Actions to take:
1) Answer these from the article on pedestrian deaths, marking each answer (a), (b), or (c):
(a) By how much did vehicle miles traveled decline?
(b) By what percentage did pedestrian killings increase over the decade-long trend?
(c) What are the five E's in the safety advocates' program?
2) For each statement, say yes or no according to the article on pedestrian deaths, and quote the words that decide it:
(a) Other vehicular fatalities rose by the same 46% as pedestrian killings over the decade.
(b) Pedestrians are killed far more at night.
(c) SUVs cause fewer pedestrian impacts in a collision.
3) Please continue the article on pedestrian deaths from its last sentence.

BEGIN Source document

Although Americans drove far fewer miles in 2020 due to the coronavirus pandemic, the pedestrian death rate skyrocketed nationally, with blacks, Latinos, and Native Americans dying in disproportionate numbers when struck by motorists.
Preliminary data from the first half of last year shows that roughly the same number of pedestrian deaths occurred — 3,000 or so. But those fatalities happened when the nation recorded a more than 16% decline in vehicle miles traveled.
And the deaths in 2020 continued an ugly, decade-long trend in which pedestrian killings increased 46%, compared with a 5% increase in the same period for other vehicular fatalities. The Governors Highway Safety Association reported the sobering data and observed this:
“Walking is the most basic, inexpensive and environmentally friendly form of transportation. Walking provides essential connections between residential, retail, and commercial land use as well as access to public transit, especially in urban and suburban areas. Unfortunately, walking has become increasingly risky in recent years, whether walking the dog, traveling to work or school, exercising or simply taking a stroll.”
The key and unacceptable factors affecting pedestrian fatalities included “increased reckless driving behaviors, the need for safer road crossings and efforts to make pedestrians more visible through better lighting and other strategies, and the continued uptick in sales of sport utility vehicles (SUVs), which cause more pedestrian impacts in the event of a collision,” the safety group said.
The experts, noting that pedestrians get killed far more at night, said that blacks, Latinos, and Native Americans may have been fatally struck more during the pandemic because they make up a bigger share of “essential workers” — people who had to go out and labor to make ends meet, regardless of the pandemic and public health restrictions.
Intoxication played a huge role for motorists who were arrested and charged in pedestrian fatalities, the group’s data show. The safety advocates stressed a multi-part approach to reducing road and highway deaths with the self-explanatory program of E’s: Enforcement, Engineering, Education, Emergency Medical Response and Equity. The efforts to better police, fix, and upgrade roads and to improve medical care at wreck scenes cannot bypass poorer communities of color, the experts said.

END Source document
BEGIN Record excerpts

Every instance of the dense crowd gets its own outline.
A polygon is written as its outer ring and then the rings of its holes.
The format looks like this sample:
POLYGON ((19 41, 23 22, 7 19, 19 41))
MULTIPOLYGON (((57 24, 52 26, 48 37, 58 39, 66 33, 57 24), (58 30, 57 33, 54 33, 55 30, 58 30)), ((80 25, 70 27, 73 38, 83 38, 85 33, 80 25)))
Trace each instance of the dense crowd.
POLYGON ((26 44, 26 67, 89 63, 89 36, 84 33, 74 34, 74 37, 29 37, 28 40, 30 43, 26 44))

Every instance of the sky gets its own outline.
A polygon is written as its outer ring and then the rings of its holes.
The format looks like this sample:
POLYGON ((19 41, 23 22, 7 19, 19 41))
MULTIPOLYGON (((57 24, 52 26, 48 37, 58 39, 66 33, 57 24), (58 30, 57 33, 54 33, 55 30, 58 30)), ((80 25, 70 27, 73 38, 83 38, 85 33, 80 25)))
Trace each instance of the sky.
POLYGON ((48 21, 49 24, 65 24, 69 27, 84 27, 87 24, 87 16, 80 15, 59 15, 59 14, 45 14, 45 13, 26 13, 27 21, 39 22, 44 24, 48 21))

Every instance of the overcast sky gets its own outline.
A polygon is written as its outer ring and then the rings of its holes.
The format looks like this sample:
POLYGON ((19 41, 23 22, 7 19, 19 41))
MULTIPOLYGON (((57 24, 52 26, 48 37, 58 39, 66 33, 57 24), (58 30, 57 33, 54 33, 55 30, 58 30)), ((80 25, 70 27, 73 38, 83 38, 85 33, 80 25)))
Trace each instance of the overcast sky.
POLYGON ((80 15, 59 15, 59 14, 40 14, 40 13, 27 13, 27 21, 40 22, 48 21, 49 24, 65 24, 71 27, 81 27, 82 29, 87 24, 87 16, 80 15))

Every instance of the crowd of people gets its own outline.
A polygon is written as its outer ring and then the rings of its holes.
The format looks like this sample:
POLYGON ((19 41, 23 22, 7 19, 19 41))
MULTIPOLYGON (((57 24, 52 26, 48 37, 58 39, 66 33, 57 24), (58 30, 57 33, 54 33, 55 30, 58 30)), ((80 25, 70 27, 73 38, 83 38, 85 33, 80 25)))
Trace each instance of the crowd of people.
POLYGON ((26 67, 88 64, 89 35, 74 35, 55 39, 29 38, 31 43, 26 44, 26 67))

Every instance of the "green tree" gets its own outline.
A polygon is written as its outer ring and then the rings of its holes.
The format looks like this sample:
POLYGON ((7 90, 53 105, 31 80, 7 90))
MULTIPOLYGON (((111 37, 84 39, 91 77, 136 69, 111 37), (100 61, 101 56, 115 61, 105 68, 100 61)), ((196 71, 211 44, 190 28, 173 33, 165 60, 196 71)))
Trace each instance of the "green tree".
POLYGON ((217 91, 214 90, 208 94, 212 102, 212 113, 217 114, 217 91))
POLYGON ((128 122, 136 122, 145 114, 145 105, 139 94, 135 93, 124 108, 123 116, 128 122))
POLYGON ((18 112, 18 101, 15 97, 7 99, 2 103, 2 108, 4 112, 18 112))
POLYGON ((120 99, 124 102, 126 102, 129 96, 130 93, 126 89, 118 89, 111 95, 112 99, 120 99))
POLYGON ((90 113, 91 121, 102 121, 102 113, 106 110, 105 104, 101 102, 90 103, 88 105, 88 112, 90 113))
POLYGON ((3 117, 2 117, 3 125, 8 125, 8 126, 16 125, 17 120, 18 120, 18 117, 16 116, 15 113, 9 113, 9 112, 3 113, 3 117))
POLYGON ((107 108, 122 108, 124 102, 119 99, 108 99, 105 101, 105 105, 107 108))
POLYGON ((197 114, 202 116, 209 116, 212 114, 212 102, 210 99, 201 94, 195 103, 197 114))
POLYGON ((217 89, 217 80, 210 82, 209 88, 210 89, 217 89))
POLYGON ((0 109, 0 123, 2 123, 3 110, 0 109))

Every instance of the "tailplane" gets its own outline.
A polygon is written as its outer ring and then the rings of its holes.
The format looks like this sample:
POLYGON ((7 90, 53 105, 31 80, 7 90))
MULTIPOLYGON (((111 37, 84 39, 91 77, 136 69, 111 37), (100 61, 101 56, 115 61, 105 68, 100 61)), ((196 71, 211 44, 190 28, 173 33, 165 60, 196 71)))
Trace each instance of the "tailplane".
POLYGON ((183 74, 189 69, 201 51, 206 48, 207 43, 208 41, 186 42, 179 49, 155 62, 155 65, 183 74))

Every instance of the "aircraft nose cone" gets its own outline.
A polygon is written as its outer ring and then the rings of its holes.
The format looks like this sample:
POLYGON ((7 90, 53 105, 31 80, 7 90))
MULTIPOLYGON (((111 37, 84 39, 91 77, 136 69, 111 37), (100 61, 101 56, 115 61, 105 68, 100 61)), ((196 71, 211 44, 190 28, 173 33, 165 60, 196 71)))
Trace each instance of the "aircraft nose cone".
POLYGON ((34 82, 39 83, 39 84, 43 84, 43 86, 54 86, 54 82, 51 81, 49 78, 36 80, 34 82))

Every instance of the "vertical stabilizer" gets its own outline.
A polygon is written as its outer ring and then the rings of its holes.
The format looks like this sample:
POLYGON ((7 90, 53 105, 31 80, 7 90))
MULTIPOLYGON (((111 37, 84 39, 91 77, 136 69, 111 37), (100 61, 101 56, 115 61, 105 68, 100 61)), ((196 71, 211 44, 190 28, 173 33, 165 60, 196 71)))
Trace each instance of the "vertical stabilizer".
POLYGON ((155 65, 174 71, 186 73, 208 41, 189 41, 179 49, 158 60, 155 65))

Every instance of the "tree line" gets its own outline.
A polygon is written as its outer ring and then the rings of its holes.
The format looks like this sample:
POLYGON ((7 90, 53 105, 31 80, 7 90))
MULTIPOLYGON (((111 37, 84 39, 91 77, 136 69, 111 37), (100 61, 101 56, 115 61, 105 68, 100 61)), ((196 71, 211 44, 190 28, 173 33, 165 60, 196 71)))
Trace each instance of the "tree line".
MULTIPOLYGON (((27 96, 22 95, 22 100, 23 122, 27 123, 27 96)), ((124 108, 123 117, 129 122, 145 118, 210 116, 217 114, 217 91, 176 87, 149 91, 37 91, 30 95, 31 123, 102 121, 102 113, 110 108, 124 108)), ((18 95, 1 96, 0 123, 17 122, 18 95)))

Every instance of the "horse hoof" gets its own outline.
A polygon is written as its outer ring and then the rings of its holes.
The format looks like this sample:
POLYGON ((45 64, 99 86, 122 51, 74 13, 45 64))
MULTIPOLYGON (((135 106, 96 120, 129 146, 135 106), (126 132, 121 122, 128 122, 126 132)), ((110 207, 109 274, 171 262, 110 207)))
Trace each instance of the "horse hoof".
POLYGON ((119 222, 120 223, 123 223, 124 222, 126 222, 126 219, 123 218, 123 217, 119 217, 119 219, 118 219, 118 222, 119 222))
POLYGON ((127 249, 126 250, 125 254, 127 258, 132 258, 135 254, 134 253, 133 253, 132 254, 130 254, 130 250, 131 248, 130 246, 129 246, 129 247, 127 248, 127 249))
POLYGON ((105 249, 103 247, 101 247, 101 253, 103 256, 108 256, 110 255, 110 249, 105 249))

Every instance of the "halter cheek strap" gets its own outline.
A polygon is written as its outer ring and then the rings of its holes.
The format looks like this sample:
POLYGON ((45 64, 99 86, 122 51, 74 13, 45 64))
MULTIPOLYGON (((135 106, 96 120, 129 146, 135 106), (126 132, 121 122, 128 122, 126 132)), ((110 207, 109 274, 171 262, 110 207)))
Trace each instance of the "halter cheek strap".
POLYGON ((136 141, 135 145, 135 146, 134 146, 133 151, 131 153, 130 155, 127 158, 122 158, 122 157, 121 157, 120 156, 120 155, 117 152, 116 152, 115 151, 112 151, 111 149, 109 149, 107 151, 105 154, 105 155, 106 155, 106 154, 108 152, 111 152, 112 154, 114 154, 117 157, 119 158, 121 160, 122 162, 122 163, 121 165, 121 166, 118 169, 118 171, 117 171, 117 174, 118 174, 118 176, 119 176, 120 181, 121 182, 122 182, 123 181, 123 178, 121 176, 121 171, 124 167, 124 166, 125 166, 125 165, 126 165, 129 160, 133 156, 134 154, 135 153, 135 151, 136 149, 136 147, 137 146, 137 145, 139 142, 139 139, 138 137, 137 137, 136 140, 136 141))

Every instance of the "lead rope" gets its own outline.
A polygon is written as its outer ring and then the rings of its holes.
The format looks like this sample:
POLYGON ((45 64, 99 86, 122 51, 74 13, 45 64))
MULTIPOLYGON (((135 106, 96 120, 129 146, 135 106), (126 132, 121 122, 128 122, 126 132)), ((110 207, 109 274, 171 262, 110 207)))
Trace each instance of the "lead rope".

END Record excerpts

Expected outputs:
1)
(a) More than 16%.
(b) 46%.
(c) Enforcement, Engineering, Education, Emergency Medical Response and Equity.

2)
(a) No: "compared with a 5% increase in the same period for other vehicular fatalities"
(b) Yes: "noting that pedestrians get killed far more at night"
(c) No: "which cause more pedestrian impacts in the event of a collision"

3)
And while national and big-picture efforts will be needed to deal with this problem, the safety advocates also reported this:
“Many low-cost infrastructure improvements — such as restriping crosswalks, repairing or replacing pedestrian signals, inspecting, and repairing broken sidewalks, trimming trees that impede walking or block sight lines or increasing illumination at intersections — can impact how the community reacts to stepped up enforcement and messages that call on motorists and pedestrians to adopt key safety behaviors.”
In my practice, I see not only the harms that patients suffer while seeking medical services, but also the damage that can be inflicted on them by wrecks involving cars, trucks, and motorcycles and injuring and killing not only motorists and passengers but also cyclists and pedestrians.
The nation for years had made strides in reducing the road toll, only to see this progress rolled back in recent times. Intoxication, sleeplessness, and distraction all have become increasing and unacceptable contributing factors — along with problematic technology — as to why our vehicles are killing us, more and more. We can avoid traveling when we’re so tired we can’t keep our eyes open. We can lay off the booze, marijuana, and prescription medications before getting behind the wheel. We can turn down the music and put away the electronic devices, foregoing texts, selfies, watching videos, playing games — and heaven know what else reckless drivers may be doing, so their attention fails to be fixed on the road.